● Texto:

• • • • •

A propósito de la traducción de poemas de Cavafy,

Seferis y Elytis, realizadas por el autor y

Carlos Villagra Marsal.

La poética a la que nos hemos ceñido en la traducción de estos poemas procede de Ezra Pound y puede definirse como la práctica de la «traducción creadora». Consiste en considerar el ejercicio de la traducción como una forma de arte, no como una trasposición literal del modelo. Ya en la Edad Media, Chaucer -«le grand translateur»- nos brindó un magnífico ejemplo al traducir «ars longa, vita brevis» por «The life so short, the craft so long to learne», mejorando considerablemente el dictum latino. Esta teoría y praxis de la traducción han hecho posible la aparición de versiones «superiores» al original: Es el caso -tantas veces citado- de las Rubaiyatas de Omar Khayam vertidas del persa al inglés por Fitzgerald y las traducciones de la poesía de Poe realizadas por Baudelaire. Ambos poetas son considerados inferiores en persa y en inglés, sus respectivas lenguas maternas. Por supuesto que cuando se traduce de una lengua muerta la libertad es mayor, por lo cual Borges -en un ensayo sobre las versiones homéricas- afirma que Pope y Lawrence pudieron recrear la Odisea con mayor facilidad que si hubiesen traducido una obra contemporánea. Según Borges, la creencia en la inferioridad de las traducciones es una superstición sustentada en el consabido adagio italiano «traduttore, tradittore». Esto se debe a que no existe «el texto poético definitivo»; por tanto, cabe siempre la posibilidad de una nueva interpretación creadora. Pero antes que nada hay que ser un   —92→   buen poeta y comulgar de alguna manera con el espíritu del autor a ser traducido. No cualquiera puede traducir «Las Bodas del Cielo y el Infierno» de Blake como lo ha hecho Pablo Neruda, ni dar una versión tan peculiar de Walt Whitman como la lograda por León Felipe.

• • • • •

● Conjunto de ítems:
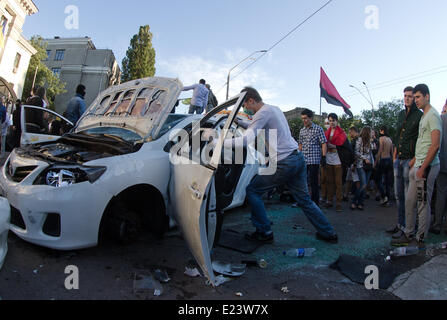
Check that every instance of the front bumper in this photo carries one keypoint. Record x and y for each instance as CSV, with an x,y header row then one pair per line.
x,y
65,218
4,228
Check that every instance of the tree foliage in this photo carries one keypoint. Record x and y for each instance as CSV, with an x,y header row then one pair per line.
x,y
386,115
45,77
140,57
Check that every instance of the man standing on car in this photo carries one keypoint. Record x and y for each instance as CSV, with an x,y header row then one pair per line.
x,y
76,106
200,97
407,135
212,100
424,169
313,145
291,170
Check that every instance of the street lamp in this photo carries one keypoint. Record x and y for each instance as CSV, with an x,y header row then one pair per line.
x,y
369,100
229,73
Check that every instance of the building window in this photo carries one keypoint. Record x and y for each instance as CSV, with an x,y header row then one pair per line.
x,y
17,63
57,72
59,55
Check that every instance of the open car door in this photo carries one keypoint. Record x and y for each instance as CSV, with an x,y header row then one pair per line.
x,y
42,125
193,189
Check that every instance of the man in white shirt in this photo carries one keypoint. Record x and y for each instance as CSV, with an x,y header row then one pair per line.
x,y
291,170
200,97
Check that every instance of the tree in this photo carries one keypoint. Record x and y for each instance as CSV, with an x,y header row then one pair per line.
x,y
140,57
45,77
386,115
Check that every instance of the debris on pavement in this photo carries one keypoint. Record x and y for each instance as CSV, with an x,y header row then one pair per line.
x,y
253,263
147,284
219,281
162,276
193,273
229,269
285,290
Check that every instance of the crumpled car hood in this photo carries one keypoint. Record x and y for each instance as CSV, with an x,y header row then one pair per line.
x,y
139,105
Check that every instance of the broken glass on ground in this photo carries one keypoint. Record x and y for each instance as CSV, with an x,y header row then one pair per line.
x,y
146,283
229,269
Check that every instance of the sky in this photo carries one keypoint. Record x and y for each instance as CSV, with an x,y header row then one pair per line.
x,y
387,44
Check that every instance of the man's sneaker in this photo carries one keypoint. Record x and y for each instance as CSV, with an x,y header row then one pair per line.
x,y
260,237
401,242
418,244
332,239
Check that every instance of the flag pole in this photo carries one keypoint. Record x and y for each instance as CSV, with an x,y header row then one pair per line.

• • • • •

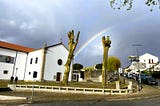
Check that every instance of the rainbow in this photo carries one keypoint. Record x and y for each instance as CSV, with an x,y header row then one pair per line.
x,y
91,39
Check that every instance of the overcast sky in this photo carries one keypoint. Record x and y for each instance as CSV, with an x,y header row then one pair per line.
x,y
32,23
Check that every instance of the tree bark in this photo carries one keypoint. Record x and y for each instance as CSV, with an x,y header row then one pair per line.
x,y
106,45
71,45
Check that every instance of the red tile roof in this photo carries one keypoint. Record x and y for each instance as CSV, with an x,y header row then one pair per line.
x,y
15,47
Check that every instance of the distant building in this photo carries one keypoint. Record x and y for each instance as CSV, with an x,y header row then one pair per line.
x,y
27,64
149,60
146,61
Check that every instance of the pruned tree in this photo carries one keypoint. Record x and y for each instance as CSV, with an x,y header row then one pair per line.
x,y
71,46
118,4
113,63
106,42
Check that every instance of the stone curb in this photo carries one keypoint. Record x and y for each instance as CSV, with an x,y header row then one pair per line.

• • • • •

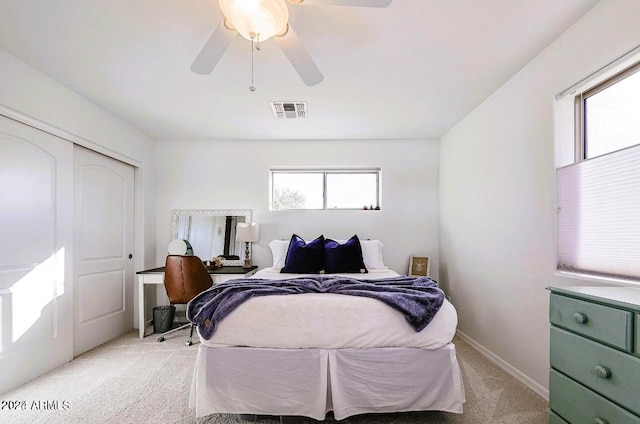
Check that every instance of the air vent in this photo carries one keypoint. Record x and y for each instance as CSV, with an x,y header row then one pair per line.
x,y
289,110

• • • • •

● Instrucciones:
Responde según el texto sobre la traducción creadora:
1. ¿De quién procede la poética que se siguió al traducir estos poemas?
2. ¿Cómo tradujo Chaucer «ars longa, vita brevis»?
3. ¿Quién vertió al inglés las Rubaiyatas de Omar Khayam?

● Respuesta correcta:
1. De Ezra Pound.
2. «The life so short, the craft so long to learne».
3. Fitzgerald.